Records shown:
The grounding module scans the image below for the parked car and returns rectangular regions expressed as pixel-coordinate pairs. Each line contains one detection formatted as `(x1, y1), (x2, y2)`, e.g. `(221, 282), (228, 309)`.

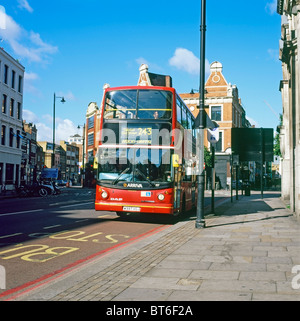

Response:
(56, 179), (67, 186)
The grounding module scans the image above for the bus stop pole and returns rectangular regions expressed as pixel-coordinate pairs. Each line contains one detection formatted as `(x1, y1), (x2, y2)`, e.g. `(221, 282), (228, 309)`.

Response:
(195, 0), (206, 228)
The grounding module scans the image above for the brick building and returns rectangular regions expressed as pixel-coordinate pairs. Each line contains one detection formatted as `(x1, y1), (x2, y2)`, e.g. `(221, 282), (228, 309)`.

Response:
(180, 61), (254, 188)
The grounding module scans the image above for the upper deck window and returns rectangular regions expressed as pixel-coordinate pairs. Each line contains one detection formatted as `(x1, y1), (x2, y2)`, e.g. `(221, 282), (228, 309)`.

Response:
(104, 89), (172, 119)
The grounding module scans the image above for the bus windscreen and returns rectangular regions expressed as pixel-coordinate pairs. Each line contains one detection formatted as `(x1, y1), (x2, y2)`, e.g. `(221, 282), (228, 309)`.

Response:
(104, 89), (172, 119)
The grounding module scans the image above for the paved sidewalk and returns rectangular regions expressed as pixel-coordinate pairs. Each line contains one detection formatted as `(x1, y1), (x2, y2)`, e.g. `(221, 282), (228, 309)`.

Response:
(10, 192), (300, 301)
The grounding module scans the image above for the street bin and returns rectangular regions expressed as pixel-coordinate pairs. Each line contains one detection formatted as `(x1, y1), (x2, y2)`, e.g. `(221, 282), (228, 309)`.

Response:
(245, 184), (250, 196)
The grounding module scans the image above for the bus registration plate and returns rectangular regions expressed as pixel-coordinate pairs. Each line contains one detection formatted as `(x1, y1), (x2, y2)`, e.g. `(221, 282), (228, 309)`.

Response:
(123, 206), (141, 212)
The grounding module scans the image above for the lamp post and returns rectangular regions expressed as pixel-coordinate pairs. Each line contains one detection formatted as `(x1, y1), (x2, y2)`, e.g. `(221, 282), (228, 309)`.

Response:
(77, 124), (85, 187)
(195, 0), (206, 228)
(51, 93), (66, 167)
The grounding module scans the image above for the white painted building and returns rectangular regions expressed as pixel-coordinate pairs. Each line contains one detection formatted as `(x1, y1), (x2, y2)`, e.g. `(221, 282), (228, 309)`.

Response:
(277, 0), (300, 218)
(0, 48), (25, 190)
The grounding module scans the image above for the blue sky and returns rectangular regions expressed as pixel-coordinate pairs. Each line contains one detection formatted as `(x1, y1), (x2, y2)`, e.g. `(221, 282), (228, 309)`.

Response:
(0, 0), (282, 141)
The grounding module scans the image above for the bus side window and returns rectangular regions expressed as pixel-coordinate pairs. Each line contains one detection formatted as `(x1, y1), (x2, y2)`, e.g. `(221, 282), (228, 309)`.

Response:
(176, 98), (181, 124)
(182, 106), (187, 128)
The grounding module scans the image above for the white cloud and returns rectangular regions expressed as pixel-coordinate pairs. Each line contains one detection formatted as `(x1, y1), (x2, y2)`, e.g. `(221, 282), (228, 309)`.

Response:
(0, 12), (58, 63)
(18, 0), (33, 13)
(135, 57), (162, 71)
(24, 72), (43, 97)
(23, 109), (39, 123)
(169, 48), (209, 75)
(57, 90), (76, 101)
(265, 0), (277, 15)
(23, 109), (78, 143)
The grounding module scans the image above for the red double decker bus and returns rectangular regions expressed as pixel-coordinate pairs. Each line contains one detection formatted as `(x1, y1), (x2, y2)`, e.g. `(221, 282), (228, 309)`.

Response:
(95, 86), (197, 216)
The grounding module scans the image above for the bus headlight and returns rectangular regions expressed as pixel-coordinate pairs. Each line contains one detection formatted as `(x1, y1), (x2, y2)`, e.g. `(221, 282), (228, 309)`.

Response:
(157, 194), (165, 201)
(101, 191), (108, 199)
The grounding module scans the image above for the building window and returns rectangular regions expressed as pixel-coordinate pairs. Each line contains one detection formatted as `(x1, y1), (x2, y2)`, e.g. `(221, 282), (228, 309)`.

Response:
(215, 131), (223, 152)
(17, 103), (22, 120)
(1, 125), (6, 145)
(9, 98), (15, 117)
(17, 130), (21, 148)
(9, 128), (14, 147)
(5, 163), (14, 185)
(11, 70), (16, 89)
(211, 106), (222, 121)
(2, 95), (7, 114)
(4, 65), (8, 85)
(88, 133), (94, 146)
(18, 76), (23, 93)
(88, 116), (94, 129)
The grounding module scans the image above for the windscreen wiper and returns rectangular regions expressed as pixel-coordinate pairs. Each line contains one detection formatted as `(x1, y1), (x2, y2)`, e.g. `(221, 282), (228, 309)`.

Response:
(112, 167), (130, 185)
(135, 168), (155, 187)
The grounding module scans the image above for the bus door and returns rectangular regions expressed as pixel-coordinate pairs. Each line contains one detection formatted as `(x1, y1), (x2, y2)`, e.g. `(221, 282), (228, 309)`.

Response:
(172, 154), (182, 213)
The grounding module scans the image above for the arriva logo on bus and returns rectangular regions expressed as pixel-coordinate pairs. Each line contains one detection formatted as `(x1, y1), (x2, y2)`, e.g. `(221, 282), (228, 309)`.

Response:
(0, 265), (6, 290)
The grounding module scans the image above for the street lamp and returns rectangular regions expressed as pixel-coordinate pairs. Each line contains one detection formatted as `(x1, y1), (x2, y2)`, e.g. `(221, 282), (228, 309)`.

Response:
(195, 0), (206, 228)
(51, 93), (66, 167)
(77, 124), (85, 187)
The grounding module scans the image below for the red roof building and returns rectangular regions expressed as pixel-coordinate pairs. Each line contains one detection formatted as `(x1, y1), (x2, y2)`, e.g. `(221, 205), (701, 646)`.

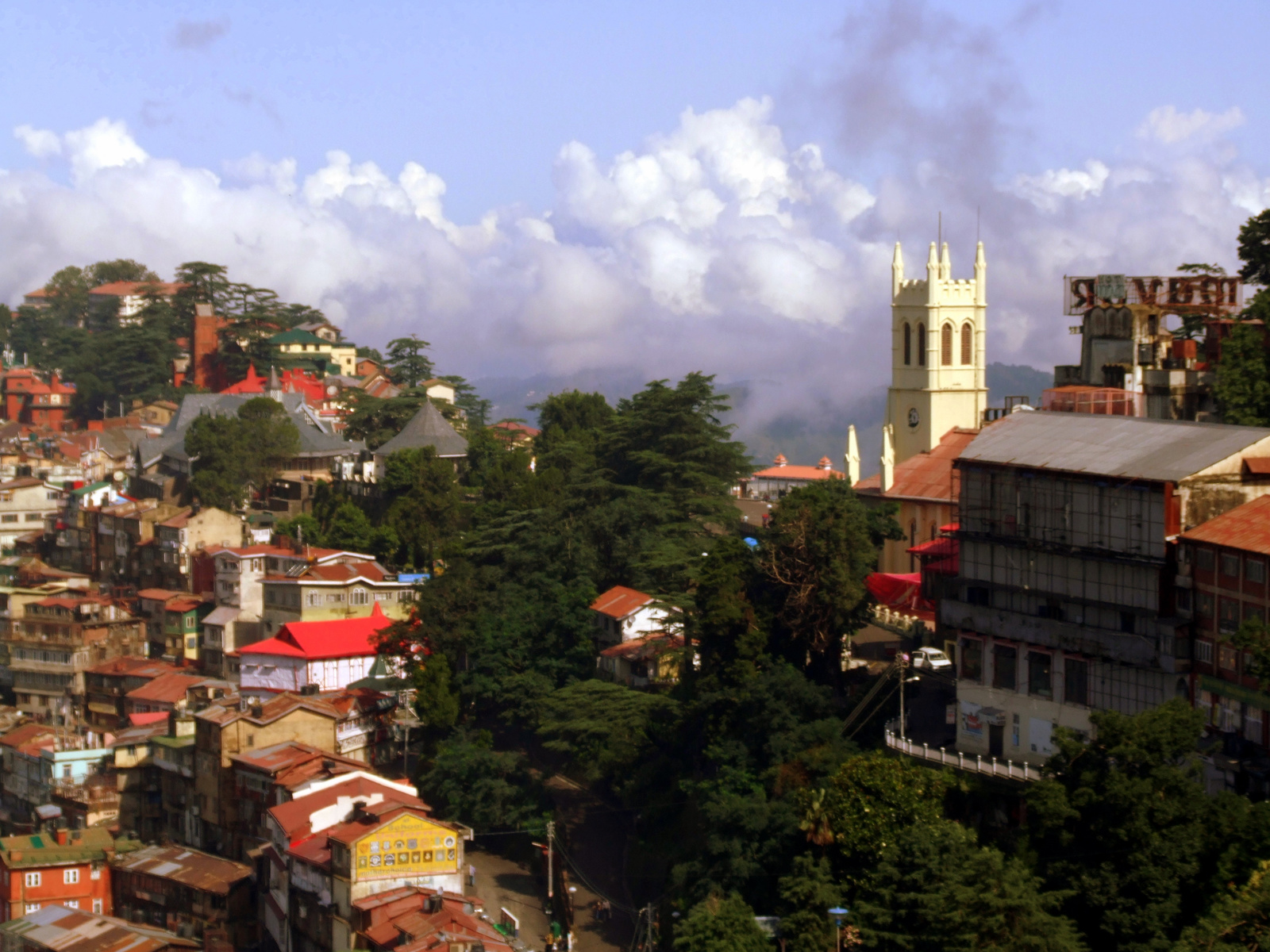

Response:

Short problem: Please convert every line of the items above into a JSON list of strings, one string per line, leaving out blank lines and the pictures.

Written solution:
[
  "The grounding module scans the image below for the parked car and returns rectangular regions expressed as pixel-coordinate pairs. Each line contains one detection formatted as `(x1, y1), (x2, y2)`, e.g. `(221, 282), (228, 309)`.",
  "Response:",
  "(56, 179), (67, 186)",
  "The grounding module scans the image above for the bus stop pole and returns rectangular regions expressed as pixel-coordinate pairs. Each line contains one detection formatted as `(x1, y1), (x2, y2)`, e.g. `(221, 282), (228, 309)`.",
  "Response:",
  "(195, 0), (206, 228)",
  "The grounding module scans the image above for the brick building and returns rectangular regions expressed as pixel-coordinate pairs. Each line contains one detection formatted as `(x1, y1), (x2, y2)`, e.g. `(221, 282), (228, 309)`.",
  "Response:",
  "(180, 61), (254, 188)",
  "The grounding module scans the image above for the upper deck window and returns rectangular regions expressed as pixel-coordinate pairs. Each line contains one detection formatted as `(x1, y1), (x2, y2)`, e.g. `(221, 282), (228, 309)`.",
  "Response:",
  "(104, 89), (172, 119)",
  "The grounding module scans the image above for the bus windscreen and returns rectangular regions expressed as pixel-coordinate pairs. Each line contains one detection formatted as `(x1, y1), (x2, y2)`, e.g. `(221, 282), (228, 309)`.",
  "Response:",
  "(104, 89), (172, 119)",
  "The grounding module scans the image above for the paved sidewalk and returns rectangular regions expressed as pixel-coordinate pairs. Each line contains one detection formatted as `(x1, y1), (x2, y2)`, e.g. `(221, 282), (228, 309)`.",
  "Response:",
  "(10, 192), (300, 301)",
  "The grounding module scans the image above for the street bin and returns rectangular regions expressed as pixel-coordinate pairs. Each line contains one detection formatted as `(x1, y1), (x2, y2)`, e.g. `(221, 282), (228, 309)`.",
  "Response:",
  "(245, 184), (250, 196)",
  "The grounding module scans the image above for the bus registration plate and returns rectangular regions expressed as pixel-coordinate pairs. Each line contains one detection formatted as `(x1, y1), (x2, y2)`, e.g. `(221, 282), (228, 309)`.",
  "Response:",
  "(123, 206), (141, 212)",
  "The grounding module scans the image above for the lamp post and returns rectangular regions expressed as pixel-coordinate pairs. Each line contains one detection formatted as `(x1, y1), (x2, y2)`, e.g. `(221, 282), (228, 309)`.",
  "Response:",
  "(77, 124), (85, 187)",
  "(195, 0), (206, 228)",
  "(51, 93), (66, 167)",
  "The grounding module scans the image above for the white painted building and returns rectangular regions expressed as pixel-coordinate pairs. Each line contains one detection formatted as `(x1, y1), (x2, y2)`, e.g. `(221, 282), (228, 309)`.",
  "Response:",
  "(277, 0), (300, 218)",
  "(0, 48), (25, 190)",
  "The grounding module scans the image above for the blue sky and returns rectangular regions expressed as pixel-coordinate pairs. Each line contains one detection formatted as `(x1, y1), (x2, y2)`, e.g. `(221, 282), (228, 309)`.",
  "Response:",
  "(0, 0), (282, 141)",
  "The grounding module scans the image above for the bus side window and returns rectangular regions expressed as pixel-coordinate pairs. Each line contains one detection formatted as `(x1, y1), (x2, y2)`, e.g. `(221, 282), (228, 309)`.",
  "Response:",
  "(176, 98), (181, 124)",
  "(182, 106), (187, 128)",
  "The grounding module scans the image above for the white cloud and returns rectangular regions expressed as pixel-coordinate pairs. Each line contains one detection formatted as `(x1, y1), (x2, y2)`, e.g. `(221, 282), (228, 309)`.",
  "Response:",
  "(0, 12), (58, 63)",
  "(18, 0), (33, 13)",
  "(135, 57), (162, 71)",
  "(24, 72), (43, 97)",
  "(23, 109), (39, 123)",
  "(169, 48), (209, 75)",
  "(57, 90), (76, 101)",
  "(265, 0), (277, 15)",
  "(23, 109), (78, 143)",
  "The grounding module scans the image above for the red double decker bus and returns rectangular regions expressed as pixel-coordinate pairs. Each line contains one detection formatted as `(x1, y1), (x2, y2)`, e.g. `(221, 282), (228, 309)`.",
  "Response:",
  "(95, 86), (197, 216)",
  "The grounding module scans the image above for the bus headlight and returns rectangular regions expressed as pixel-coordinate pairs. Each line contains one detection formatted as `(x1, y1), (x2, y2)`, e.g. `(221, 282), (228, 309)`.",
  "Response:",
  "(157, 194), (165, 201)",
  "(101, 191), (108, 199)",
  "The grounding module scans the image above for the building window and returns rectangular regions expressed as pixel-coordinate pairs. Each line contains one detection formatted as `(x1, y1), (x2, y2)`, e.g. `(221, 282), (228, 309)`.",
  "Response:",
  "(215, 131), (223, 152)",
  "(17, 103), (22, 120)",
  "(1, 125), (6, 145)",
  "(9, 98), (15, 117)",
  "(17, 130), (21, 148)",
  "(9, 128), (14, 147)",
  "(5, 163), (14, 185)",
  "(11, 70), (16, 89)",
  "(211, 106), (222, 121)",
  "(2, 95), (7, 114)",
  "(4, 65), (8, 85)",
  "(88, 133), (94, 146)",
  "(18, 76), (23, 93)",
  "(88, 116), (94, 129)",
  "The grounding module scans the image above for the windscreen wiper and returns rectangular regions expressed as pixel-coordinate pairs. Each line contains one detection formatted as `(x1, y1), (x2, y2)`, e.g. `(221, 282), (228, 309)`.",
  "Response:",
  "(112, 167), (130, 185)",
  "(135, 168), (155, 187)",
  "The grounding module scans the image above for the bus door and returns rectangular regions expressed as pixel-coordinate pairs. Each line contains one detection formatted as `(x1, y1), (x2, y2)`, e.g. `(221, 282), (228, 309)`.",
  "Response:",
  "(172, 154), (182, 213)",
  "The grounding module scans the image above for the arriva logo on bus and returns rectangular regions expressed as pixel-coordinate pairs. Each line contains one detection formatted as `(x1, y1), (x2, y2)`, e.g. `(221, 282), (228, 309)`.",
  "Response:",
  "(0, 265), (6, 290)",
  "The grounding module scans the image above for the street lamp and returns rectangular regions expressed as pixel-coordinate pairs. Each line contains one detection formatted as `(x1, y1), (x2, y2)`, e.g. `(221, 282), (228, 309)`.",
  "Response:",
  "(195, 0), (206, 228)",
  "(51, 93), (66, 167)",
  "(77, 124), (85, 187)",
  "The grounding module scans the image below for the red roof building and returns rectangular regions expressed as pixel-coordinate pairs. Each line contains one detection formatted as `(x1, y1), (x2, y2)`, e.g. `(221, 205), (701, 646)`.",
  "Response:"
]